» **REQUIRED WORK**:
**1.** Check whether each statement, (a) through (c), agrees with the text on IRC §280E, and answer yes or no along with the text's deciding words, quoted exactly. (a) IRC §280E was enacted in 1982. (b) IRC §280E bars illegal drug dealing businesses from taking COGS into account in computing gross income. (c) Reg. §1.61-3 defines gross income for manufacturing and merchandising businesses as total sales less the cost of goods sold.
**2.** Please rewrite the passage of the text on IRC §280E that begins at "When IRC §280E" and stops after "computing gross income.", swapping "Senate" for "House".

IRC §280E will only cease to apply to cannabis businesses if and when cannabis is no longer classified as a Schedule I or Schedule II controlled substance.

When IRC §280E was enacted in 1982 to overturn the result in the Tax Court case Jeffrey Edmondson v. Commissioner, it held that the taxpayer, who was engaged in an illegal drug dealing business, was entitled to deductions for “telephone, auto, and rental expenses” that he incurred in his business. The Senate report makes clear that IRC §280E was intended to overturn the decision in Edmondson and deny deductions to illegal drug dealing businesses.  However, for Constitutional reasons, Congress did not attempt to prevent taxpayers from using cost of goods sold (COGS) to compute gross income. Thus, IRC §280E denies all deductions from gross income in computing taxable income, but illegal drug dealing businesses are permitted to take COGS into account in computing gross income.

IRC §61 defines “gross income” as “all income from whatever source derived.” One category of income listed in IRC §61 is “gross income derived from business.” Reg. §1.61-3 states that “gross income” for manufacturing and merchandising businesses, “means total sales, less the cost of goods sold.” As the Tax Court has observed, “cost of goods sold is an item taken into account in computing gross income and is not an item of deduction.”

(Point-per-instance localization data)
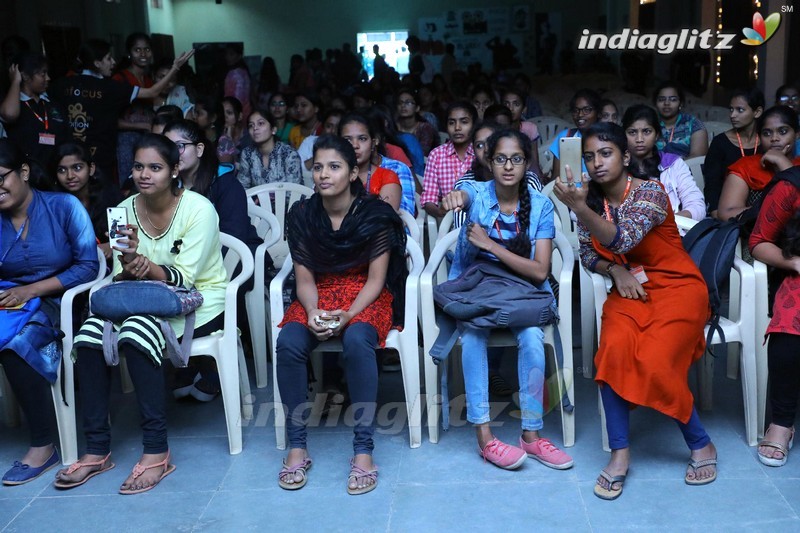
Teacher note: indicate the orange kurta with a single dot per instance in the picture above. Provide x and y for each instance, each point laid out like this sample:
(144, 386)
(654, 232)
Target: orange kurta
(646, 348)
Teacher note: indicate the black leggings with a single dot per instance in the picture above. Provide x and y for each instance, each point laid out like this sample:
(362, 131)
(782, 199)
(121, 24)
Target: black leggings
(784, 376)
(33, 394)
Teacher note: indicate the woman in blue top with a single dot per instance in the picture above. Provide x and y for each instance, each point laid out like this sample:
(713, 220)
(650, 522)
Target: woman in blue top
(47, 245)
(681, 134)
(509, 222)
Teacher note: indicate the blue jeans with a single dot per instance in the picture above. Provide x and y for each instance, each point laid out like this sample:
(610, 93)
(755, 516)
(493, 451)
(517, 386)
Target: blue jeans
(530, 368)
(295, 344)
(617, 410)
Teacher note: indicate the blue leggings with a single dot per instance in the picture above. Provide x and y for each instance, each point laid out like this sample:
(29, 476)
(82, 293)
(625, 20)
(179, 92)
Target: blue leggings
(617, 411)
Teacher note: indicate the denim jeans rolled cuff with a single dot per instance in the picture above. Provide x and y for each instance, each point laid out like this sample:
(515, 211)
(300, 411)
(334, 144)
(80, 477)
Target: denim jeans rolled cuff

» **ANSWERS FOR THE EXERCISE**:
**1.**
(a) Yes: "When IRC §280E was enacted in 1982"
(b) No: "illegal drug dealing businesses are permitted to take COGS into account in computing gross income"
(c) Yes: "means total sales, less the cost of goods sold."

**2.**
When IRC §280E was enacted in 1982 to overturn the result in the Tax Court case Jeffrey Edmondson v. Commissioner, it held that the taxpayer, who was engaged in an illegal drug dealing business, was entitled to deductions for “telephone, auto, and rental expenses” that he incurred in his business. The House report makes clear that IRC §280E was intended to overturn the decision in Edmondson and deny deductions to illegal drug dealing businesses.  However, for Constitutional reasons, Congress did not attempt to prevent taxpayers from using cost of goods sold (COGS) to compute gross income. Thus, IRC §280E denies all deductions from gross income in computing taxable income, but illegal drug dealing businesses are permitted to take COGS into account in computing gross income.